Activity: The reply should hold every line of the data below, unchanged, and none of the pictures.

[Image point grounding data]
--- --- ---
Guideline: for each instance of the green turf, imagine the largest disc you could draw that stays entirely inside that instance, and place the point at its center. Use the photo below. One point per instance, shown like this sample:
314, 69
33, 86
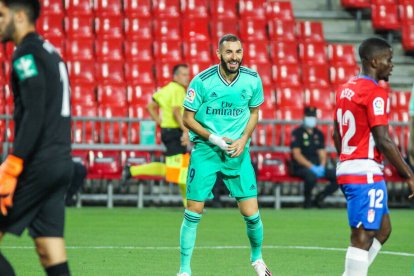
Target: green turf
110, 242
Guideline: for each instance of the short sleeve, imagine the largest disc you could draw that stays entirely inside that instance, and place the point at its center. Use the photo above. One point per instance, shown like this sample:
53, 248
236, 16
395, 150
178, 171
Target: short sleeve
257, 97
377, 108
194, 95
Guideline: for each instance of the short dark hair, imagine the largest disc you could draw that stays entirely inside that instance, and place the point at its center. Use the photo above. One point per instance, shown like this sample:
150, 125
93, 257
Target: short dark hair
31, 7
370, 47
228, 37
177, 67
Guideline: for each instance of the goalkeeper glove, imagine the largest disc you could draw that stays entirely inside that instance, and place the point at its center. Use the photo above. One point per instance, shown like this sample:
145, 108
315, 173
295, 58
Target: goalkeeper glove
9, 171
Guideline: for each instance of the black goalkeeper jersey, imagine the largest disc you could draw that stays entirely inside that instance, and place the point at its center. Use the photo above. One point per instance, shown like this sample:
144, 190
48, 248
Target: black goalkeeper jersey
41, 91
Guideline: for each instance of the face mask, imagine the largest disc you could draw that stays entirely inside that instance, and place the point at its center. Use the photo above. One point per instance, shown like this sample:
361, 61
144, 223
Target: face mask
309, 122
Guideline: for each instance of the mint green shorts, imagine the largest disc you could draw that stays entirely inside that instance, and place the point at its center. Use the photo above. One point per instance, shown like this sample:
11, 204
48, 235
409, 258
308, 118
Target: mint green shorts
206, 160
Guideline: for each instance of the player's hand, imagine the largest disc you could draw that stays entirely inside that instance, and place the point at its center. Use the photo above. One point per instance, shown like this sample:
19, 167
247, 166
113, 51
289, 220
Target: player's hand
9, 171
236, 147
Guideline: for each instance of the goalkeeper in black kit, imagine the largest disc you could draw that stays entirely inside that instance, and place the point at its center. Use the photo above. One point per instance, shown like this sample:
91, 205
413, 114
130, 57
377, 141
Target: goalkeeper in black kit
34, 178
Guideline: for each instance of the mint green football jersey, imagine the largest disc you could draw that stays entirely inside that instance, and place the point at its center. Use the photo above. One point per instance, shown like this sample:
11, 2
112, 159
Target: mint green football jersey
220, 107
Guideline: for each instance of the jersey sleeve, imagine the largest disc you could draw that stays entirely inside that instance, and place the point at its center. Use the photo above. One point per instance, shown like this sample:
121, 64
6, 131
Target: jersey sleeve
30, 80
258, 96
194, 95
377, 108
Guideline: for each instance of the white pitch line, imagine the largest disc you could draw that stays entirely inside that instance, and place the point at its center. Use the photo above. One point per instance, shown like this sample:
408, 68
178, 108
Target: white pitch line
317, 248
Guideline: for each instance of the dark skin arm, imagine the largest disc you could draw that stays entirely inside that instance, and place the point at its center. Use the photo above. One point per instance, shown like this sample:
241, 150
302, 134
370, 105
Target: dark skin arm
387, 147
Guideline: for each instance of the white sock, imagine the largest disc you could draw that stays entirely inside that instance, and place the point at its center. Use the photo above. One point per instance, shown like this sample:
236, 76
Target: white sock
356, 262
373, 251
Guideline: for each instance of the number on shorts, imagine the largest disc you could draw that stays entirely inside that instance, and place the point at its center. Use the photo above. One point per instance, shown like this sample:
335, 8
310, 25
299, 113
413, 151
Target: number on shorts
375, 198
192, 174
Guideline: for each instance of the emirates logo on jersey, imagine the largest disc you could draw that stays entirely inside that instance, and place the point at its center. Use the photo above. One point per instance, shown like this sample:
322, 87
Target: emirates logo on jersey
347, 93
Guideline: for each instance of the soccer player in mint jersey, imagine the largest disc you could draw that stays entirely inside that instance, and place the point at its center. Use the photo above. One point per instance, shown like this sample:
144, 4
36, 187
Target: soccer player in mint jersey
221, 112
361, 138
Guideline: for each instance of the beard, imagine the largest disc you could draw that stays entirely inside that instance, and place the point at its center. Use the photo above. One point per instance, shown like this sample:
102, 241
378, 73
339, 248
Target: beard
226, 69
8, 32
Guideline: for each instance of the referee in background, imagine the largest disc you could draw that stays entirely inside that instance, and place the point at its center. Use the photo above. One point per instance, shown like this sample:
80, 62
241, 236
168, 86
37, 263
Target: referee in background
34, 178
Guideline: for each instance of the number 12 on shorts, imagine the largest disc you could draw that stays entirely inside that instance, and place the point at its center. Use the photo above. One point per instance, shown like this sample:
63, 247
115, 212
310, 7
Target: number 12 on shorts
375, 198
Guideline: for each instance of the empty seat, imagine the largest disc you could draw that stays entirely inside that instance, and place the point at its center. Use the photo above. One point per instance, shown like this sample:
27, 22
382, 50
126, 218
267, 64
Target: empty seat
139, 72
282, 30
138, 29
78, 26
253, 30
315, 75
110, 72
109, 27
137, 8
195, 29
81, 49
194, 8
252, 9
313, 53
138, 50
166, 8
112, 95
284, 52
109, 50
280, 10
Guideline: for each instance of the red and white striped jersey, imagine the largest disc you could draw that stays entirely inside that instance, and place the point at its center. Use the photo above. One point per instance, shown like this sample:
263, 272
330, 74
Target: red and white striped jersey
361, 104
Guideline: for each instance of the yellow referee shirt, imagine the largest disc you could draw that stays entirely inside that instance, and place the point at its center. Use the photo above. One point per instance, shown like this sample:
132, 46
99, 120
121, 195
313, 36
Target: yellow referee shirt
170, 96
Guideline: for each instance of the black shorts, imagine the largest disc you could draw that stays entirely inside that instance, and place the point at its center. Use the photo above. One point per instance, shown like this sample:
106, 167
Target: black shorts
--- --- ---
Written response:
Guideline: for each instance of the green turf, imagine the largest disc you could draw that stays entirely inside that instance, and place the point at its center. Use the photo below. One point per instance, shown like this sample:
314, 69
33, 86
Target: green turf
110, 242
Guideline: for each instance of the short sleeve, imagine the largest disc you could draw that stays entirely inside that instance, and place the point at its center. Use the photo above. One point per instance, shown like this sample:
53, 248
236, 16
395, 150
178, 171
Target: short sleeve
257, 97
377, 108
194, 95
Guideline: for each instance of the short dark hair, imagine the largest disc you could draw that stays entirely inside that instance, and place the point at its center. Use the photo above. One point per instance, shown like this sample:
150, 125
93, 257
Target: short dark hair
31, 7
370, 47
228, 37
177, 67
Guideline: for each instance of the goalkeeper glove, imagine the largest disc you could draw that stays entirely inside that instance, and place the point at its center. Use the photo above. One point per instance, shown like this sample:
145, 108
315, 173
295, 58
Target: goalkeeper glove
9, 171
Guideline: for each instance of the black goalkeeper jersey, imagine the largest disc you could draw that stays entirely inside that instance, and place the point at its center. Use the photo above. One point per instance, shown like this sample:
144, 190
48, 248
Target: black goalkeeper jersey
41, 91
Guideline: for each instance of the face mask, imagine the largest disc you could draw that stays entirely inside that instance, and place the point at its center. Use the photo above. One point per instance, shown like this sample:
361, 61
144, 223
Target: face mask
309, 122
Guideline: for each instance of the mint green shorts, imagine the largest disc you could draw that stays entirely inside that instance, and place the point at its center. Use the photo above. One point per instance, shown like this sample:
11, 204
48, 235
409, 258
308, 118
Target: mint green shorts
206, 160
Guideline: for each instance of the player's hand, imagine the largest disc you could draw that stays entirely inside that instance, and place the point at its center. Use the photo above. One point per instance, shown like this sample:
19, 167
247, 166
113, 51
289, 220
Target: player's hand
9, 171
236, 147
Guideline: for each instance of the goalkeeper in black kit, imagine the largest disc you could draw that stays entirely inside that instance, and place the point at its center. Use the photo above. One point per instance, shown like this sample:
91, 205
413, 114
130, 57
377, 141
Target: goalkeeper in black kit
34, 178
Guideline: for each instance of the mint green football jersey, imagine the largest disc you could draw that stays entirely inside that instance, and place the point at its center. Use the photo above. One point per instance, shown like this sample:
11, 2
112, 159
Target: mint green football jersey
220, 107
Guideline: for each instance of the jersey sleeve, imagine the largest disc you could draw that stays entirely inside that instance, and place the point at its center. Use the photo above. One point per instance, shown like this sample:
121, 64
6, 131
Target: jersey sleeve
30, 80
258, 96
194, 95
377, 108
Guideline: for each instance of the white pitch line, imagine the largest disc you could draw that stays entirely inside that instance, and place the point at its center. Use the photo above. One point per instance, shown like this sample:
408, 68
178, 108
Target: white pitch line
317, 248
Guideline: for each instance of the dark skin arm, imagine the largest disc you could draw that stays entirely inside that instance, and place the point at its center. Use the photo above. One point per instance, shown like this sample:
241, 150
302, 134
370, 105
Target: dark skin arm
387, 147
Guideline: for each instance of the white sock, imagine the largest disc you could draw that stays entirely inside that instance, and place the point at its center. Use the photo above. One point per instance, shown like this sample:
236, 76
Target: white sock
356, 262
373, 251
Guideline: for each instance of the number on shorts, imagine the largest disc you could draw that stays entirely inside that instance, and place the point at its center. Use the photo above. One point per instance, shown like this sample:
335, 8
310, 25
299, 113
413, 151
Target: number on shorts
375, 198
192, 174
Guideline: for each instance of the emirates logo on jersey, imagine the largest disc you could draw that stays entirely inside that instance, and place the point at its center. Use the photo above. One point per instance, shown like this sample:
322, 87
Target: emirates logo on jersey
347, 93
Guideline: for each instance of the soccer player in mint jersey, imagine the largest disc you could draw that stays entirely inside that instance, and place the point at its center. Use the photo above. One point per instance, shown like this sample:
144, 4
36, 187
Target: soccer player in mint jersey
221, 112
361, 138
Guideline: for each instance of the beard, imagine the largest disc you could draw that stays entirely inside that instance, and place the point at its center. Use the photo above. One point per instance, shown like this sample:
102, 241
378, 73
339, 248
Target: beard
226, 69
8, 32
Guideline: for each instance of the referee in background, imagine the largest disc you could draw that stays entirely inside that instance, and place the point at its center. Use the photo above. One point per instance, shown like this sample:
80, 62
241, 236
168, 86
37, 263
Target: referee in background
34, 178
Guideline: for each instance of the number 12 on shorts, imagine the largest disc you could draw that stays entirely inside that instance, and place the point at its center. Use the photo above. One point per instance, shown like this sample:
63, 247
115, 212
310, 7
Target: number 12 on shorts
375, 198
Guideline: for each instance of the empty seat, imagine the largest disc you could draw that stays entirely inside that instance, and place the point at its center. Use the photo above. One point per instance, shown like this sample:
27, 22
382, 50
126, 218
267, 64
Target: empty seat
139, 72
282, 30
138, 29
78, 26
253, 30
315, 75
110, 72
109, 27
137, 8
195, 29
81, 49
194, 8
252, 9
313, 53
138, 50
166, 8
112, 95
284, 52
109, 50
280, 10
Guideline: for each instance of the red and white striped jersey, imagine the largest disc you could draw that stays entirely inside that instance, and place the point at its center. Use the photo above. One point per instance, shown like this sample:
263, 272
330, 74
Target: red and white striped jersey
361, 104
Guideline: for each instance of the yellow referee shirt, imagine the largest disc you could draw that stays entirely inside that instance, and place the point at its center. Use the photo above. One point per instance, shown like this sample:
132, 46
99, 120
121, 195
313, 36
Target: yellow referee shirt
170, 96
Guideline: for each instance of the black shorts, imagine the largest disc you could draw that stays entirely inside that instance, and place the point at its center. Use the photo above. One point per instance, shown like this sample:
106, 167
Target: black shorts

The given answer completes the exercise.